Saved entries:
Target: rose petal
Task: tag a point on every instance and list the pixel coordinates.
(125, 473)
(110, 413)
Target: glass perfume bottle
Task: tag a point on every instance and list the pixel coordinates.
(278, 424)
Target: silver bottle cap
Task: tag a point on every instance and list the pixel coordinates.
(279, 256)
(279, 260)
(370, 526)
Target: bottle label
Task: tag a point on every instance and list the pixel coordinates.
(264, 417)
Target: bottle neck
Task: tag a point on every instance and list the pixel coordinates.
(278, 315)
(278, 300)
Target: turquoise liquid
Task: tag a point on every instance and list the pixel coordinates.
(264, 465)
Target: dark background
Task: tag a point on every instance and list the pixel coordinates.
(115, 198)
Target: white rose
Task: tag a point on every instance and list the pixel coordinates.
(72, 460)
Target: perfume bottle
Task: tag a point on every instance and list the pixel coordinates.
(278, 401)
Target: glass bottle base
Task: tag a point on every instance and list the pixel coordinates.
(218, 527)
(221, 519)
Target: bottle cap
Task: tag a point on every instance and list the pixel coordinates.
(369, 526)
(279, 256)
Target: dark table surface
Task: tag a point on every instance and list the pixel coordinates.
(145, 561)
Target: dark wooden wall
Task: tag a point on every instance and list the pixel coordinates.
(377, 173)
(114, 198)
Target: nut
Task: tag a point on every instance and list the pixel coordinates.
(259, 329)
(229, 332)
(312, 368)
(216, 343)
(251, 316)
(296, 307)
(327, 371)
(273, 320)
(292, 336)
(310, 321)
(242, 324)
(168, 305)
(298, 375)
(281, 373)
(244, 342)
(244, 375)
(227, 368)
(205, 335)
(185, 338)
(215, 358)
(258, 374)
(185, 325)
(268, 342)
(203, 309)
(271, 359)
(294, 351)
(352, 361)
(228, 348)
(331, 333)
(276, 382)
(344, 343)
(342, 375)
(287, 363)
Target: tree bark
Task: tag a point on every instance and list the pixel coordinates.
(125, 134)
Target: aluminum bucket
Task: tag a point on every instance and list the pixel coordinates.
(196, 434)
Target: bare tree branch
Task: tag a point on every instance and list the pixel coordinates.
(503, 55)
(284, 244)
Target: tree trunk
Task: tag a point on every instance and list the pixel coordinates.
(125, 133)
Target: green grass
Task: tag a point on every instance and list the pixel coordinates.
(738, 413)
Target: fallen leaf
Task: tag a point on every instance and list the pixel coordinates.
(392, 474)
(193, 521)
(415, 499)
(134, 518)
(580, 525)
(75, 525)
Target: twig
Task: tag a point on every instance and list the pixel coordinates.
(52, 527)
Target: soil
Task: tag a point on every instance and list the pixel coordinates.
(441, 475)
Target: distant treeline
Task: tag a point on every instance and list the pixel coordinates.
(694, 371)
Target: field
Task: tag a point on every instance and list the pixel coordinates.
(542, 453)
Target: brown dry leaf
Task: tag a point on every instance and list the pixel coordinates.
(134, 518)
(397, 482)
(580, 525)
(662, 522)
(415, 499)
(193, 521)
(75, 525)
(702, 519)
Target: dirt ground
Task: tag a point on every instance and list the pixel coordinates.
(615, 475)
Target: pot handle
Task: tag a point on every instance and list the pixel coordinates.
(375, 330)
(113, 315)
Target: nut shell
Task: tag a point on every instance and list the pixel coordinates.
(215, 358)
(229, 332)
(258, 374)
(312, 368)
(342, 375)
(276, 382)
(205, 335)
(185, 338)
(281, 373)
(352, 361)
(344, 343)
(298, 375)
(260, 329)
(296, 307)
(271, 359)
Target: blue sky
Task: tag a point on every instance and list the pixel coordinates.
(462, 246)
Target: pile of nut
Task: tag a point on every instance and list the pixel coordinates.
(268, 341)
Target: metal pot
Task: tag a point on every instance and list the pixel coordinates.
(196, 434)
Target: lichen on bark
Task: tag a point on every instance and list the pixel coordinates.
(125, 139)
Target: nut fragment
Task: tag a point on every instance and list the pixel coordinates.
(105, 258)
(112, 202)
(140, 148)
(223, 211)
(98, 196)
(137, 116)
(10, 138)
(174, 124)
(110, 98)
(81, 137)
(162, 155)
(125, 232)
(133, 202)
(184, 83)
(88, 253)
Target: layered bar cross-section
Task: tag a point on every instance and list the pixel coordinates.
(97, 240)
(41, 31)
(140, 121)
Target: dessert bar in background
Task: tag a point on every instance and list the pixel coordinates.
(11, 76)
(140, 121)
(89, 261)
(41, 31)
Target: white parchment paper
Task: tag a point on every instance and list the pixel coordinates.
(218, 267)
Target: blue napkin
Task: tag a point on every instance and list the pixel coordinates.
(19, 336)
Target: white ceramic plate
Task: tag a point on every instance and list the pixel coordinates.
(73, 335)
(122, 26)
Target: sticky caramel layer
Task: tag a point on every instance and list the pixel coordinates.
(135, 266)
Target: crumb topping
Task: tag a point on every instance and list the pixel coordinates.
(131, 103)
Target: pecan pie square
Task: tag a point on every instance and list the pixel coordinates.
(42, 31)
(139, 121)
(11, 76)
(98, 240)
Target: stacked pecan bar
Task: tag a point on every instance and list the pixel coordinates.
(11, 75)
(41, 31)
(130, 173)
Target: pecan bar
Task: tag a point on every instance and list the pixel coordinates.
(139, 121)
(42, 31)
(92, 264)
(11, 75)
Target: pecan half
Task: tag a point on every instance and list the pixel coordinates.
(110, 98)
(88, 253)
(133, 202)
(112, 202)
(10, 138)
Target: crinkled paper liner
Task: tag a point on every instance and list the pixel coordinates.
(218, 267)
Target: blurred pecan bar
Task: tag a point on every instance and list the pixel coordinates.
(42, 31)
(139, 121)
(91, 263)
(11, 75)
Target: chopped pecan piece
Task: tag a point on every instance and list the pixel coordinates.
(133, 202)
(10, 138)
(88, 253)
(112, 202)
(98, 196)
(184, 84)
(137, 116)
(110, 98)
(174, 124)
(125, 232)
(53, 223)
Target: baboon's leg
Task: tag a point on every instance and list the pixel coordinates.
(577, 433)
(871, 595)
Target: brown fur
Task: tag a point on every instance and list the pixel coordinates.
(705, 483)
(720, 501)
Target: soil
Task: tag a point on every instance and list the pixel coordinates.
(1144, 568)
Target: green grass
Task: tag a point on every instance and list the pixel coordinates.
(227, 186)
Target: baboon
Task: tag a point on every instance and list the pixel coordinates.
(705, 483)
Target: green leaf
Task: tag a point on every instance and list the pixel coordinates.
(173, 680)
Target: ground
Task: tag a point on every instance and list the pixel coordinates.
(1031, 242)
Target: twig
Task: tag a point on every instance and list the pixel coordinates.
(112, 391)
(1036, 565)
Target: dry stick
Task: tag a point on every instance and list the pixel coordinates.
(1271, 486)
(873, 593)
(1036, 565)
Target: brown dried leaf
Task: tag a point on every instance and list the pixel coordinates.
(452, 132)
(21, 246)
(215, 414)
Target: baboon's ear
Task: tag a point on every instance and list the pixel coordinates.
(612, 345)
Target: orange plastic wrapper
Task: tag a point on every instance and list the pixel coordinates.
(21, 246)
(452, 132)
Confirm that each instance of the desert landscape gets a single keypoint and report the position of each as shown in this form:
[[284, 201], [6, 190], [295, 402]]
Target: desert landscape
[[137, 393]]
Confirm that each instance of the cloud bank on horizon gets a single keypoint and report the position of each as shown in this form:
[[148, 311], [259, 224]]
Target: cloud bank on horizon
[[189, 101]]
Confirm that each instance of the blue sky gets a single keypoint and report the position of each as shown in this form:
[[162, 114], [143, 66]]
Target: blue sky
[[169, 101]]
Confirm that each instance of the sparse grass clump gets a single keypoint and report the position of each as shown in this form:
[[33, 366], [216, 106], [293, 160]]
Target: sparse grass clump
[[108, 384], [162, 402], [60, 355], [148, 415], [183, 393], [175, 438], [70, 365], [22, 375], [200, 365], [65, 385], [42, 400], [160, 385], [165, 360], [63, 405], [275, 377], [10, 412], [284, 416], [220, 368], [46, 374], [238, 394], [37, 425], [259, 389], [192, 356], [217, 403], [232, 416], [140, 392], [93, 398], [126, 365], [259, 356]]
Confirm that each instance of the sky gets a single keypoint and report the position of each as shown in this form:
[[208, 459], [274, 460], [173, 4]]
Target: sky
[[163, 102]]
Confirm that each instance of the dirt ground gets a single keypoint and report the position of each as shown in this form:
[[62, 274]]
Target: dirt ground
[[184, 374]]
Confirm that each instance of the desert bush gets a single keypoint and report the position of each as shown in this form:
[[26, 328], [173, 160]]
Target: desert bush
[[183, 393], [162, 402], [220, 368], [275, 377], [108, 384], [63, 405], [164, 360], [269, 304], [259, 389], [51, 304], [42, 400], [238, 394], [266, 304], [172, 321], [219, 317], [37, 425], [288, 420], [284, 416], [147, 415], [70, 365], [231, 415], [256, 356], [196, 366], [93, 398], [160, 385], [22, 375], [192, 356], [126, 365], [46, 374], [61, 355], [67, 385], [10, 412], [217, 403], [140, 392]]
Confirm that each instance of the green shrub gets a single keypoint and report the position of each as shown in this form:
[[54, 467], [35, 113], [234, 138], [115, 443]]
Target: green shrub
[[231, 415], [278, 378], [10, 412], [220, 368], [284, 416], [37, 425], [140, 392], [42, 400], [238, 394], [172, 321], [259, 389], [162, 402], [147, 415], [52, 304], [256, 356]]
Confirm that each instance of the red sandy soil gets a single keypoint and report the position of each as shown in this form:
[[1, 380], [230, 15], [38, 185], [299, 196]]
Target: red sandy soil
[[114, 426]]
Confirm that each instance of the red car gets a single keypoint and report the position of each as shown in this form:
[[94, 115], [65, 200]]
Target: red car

PROBLEM STATEMENT: Copy every line of the entries in which "each" can be found.

RESPONSE TO THE EXERCISE:
Confirm that each instance of the desert landscape gets a single keypoint and report the position of each as shown in this form:
Confirm that each instance of the cloud bank on horizon gets a single keypoint and report the position of each as shown in this form:
Confirm that each instance of the blue sky gets a single keypoint and report the position of each as shown in this form:
Confirm that each instance of the sparse grass clump gets a single keypoint and report the position of each as shown in this form:
Confirm that each instance of the sky gets a single keypoint and report the position of each as shown in this form:
Confirm that each instance of the dirt ground gets a single keypoint and report the position of each as shown in this form:
Confirm that each instance of the desert bush gets a single keypoint and report the position of each as shown in this form:
Confirm that each instance of the green shrub gets a single keypoint and report the position of each as shown in this form:
Confirm that each instance of the red sandy soil gets a single keypoint and report the position of each as shown in this form:
Confirm that each instance of the red car gets a single keypoint and report the position of each as shown in this form:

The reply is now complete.